In 1956, Amer offered Sami a post as head of the press office of the army's public relations department; he accepted. Four years later he enrolled at the Cairo University's Faculty of Arts to obtain an MA in journalism; and, on requesting it of Amer in 1964, started working as an advisor at the Foreign Ministry, where he eventually became ambassador. He spent the period 1968-1972, during which relations with Jordan were cut off, as "attaché in charge" in Amman, witnessing Black September and the Rogers Initiative. Later he was Egyptian ambassador to Albania. But all through this time Sami regularly visited Naguib in Marg; and through conversations with the former president learned of his disgraceful treatment: how he was abducted just before the 1967 War and released shortly afterwards, and subjected to abuse in the interim. A year later Naguib's son Ali, by now a resident of Germany, died in an unexplained and somewhat suspicious car accident. After the body was conveyed to Egypt, Naguib was not allowed to see it nor receive condolences, which were banned anyway. Another son was to die in Naguib's lifetime. His youngest, Youssef, died in obscurity a few years ago. It is a well known fact that both Naguib's children and their offspring have lived in poverty and obscurity. To this day, Sami insists, Naguib is still denied the honour he deserves. And the saddest part of the fact is that so many important people who knew he deserved it have kept quiet.
A BRIEF BIOGRAPHY OF MOHAMED NAGUIB:
Born in Khartoum, Sudan, in 1901, Naguib followed in the footsteps of his father, an officer in the Egyptian army, joining the Military Academy in 1917 and serving in over 25 different departments of the army. His mother was born and bred in Sudan. Having obtained his BA in law and an MA in political economy, he completed his PhD, also in law, in 1931 -- a task that took him to England. He was fluent in English, French, Italian, German and Hebrew as well as Arabic. He has written numerous books, most of which are autobiographical.

▶ _Task prompt_: Copy out the text on Mohamed Naguib, everything from "A BRIEF BIOGRAPHY" down to "which are autobiographical.".

▶ _Collected data_:
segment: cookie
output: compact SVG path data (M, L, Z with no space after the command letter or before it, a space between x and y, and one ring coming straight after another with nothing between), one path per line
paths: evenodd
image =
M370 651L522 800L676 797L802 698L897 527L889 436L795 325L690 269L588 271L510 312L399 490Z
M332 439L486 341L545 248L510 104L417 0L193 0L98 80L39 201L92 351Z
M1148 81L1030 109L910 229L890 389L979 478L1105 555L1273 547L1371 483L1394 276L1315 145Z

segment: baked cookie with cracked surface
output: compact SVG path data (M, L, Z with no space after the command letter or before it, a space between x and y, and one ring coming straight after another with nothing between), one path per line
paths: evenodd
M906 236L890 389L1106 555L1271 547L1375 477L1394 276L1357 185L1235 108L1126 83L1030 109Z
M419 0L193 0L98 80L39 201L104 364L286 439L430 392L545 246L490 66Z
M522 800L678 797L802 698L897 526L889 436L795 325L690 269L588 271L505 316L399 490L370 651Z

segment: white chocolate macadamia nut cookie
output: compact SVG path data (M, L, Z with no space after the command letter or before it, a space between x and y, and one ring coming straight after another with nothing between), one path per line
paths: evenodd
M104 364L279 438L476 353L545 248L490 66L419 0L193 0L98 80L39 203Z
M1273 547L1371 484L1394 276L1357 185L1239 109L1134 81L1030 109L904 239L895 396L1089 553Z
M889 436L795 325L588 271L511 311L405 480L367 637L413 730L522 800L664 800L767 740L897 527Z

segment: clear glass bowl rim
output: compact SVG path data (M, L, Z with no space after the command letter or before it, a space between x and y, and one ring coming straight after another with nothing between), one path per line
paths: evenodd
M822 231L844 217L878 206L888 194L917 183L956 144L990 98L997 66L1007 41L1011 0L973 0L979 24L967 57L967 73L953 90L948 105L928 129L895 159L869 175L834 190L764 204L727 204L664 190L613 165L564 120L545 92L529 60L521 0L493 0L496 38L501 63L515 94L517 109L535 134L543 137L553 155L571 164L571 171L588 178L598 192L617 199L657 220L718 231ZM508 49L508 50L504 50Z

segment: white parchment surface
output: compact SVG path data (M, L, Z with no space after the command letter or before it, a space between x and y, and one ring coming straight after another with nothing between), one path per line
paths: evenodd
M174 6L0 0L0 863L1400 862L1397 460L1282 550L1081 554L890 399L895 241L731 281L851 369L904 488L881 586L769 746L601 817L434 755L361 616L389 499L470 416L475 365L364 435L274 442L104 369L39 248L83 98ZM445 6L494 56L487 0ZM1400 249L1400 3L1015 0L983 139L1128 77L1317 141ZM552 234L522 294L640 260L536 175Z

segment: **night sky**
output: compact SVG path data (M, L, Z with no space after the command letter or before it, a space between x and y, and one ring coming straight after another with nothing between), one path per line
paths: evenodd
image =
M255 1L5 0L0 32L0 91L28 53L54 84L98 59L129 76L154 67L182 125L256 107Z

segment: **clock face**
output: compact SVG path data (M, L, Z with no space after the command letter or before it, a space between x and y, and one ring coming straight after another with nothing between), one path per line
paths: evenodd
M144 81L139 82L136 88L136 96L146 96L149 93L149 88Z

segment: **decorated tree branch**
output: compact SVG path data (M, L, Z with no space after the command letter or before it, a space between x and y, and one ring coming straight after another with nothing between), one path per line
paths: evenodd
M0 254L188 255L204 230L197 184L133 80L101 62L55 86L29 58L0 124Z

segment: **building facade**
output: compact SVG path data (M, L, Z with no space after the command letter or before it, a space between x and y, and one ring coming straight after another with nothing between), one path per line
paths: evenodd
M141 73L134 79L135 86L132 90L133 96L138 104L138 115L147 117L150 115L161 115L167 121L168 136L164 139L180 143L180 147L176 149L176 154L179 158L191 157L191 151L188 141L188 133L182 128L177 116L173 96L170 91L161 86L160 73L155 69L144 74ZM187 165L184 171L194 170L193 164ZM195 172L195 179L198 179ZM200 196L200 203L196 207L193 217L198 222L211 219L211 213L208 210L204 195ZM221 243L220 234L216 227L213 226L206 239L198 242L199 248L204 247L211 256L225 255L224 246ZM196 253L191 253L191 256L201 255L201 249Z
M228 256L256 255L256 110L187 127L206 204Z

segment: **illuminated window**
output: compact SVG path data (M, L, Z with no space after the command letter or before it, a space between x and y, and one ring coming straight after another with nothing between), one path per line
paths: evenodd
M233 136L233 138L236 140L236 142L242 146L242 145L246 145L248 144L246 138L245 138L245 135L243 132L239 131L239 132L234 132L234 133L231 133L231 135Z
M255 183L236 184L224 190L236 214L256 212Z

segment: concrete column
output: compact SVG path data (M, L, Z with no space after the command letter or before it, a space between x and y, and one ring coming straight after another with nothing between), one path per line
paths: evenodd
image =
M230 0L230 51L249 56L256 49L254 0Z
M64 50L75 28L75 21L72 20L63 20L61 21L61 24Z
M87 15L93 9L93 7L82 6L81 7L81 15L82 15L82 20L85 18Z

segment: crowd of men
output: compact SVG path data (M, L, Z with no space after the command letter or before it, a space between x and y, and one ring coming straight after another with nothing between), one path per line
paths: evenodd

▶ _Response below_:
A BRIEF BIOGRAPHY OF MOHAMED NAGUIB:
Born in Khartoum, Sudan, in 1901, Naguib followed in the footsteps of his father, an officer in the Egyptian army, joining the Military Academy in 1917 and serving in over 25 different departments of the army. His mother was born and bred in Sudan. Having obtained his BA in law and an MA in political economy, he completed his PhD, also in law, in 1931 -- a task that took him to England. He was fluent in English, French, Italian, German and Hebrew as well as Arabic. He has written numerous books, most of which are autobiographical.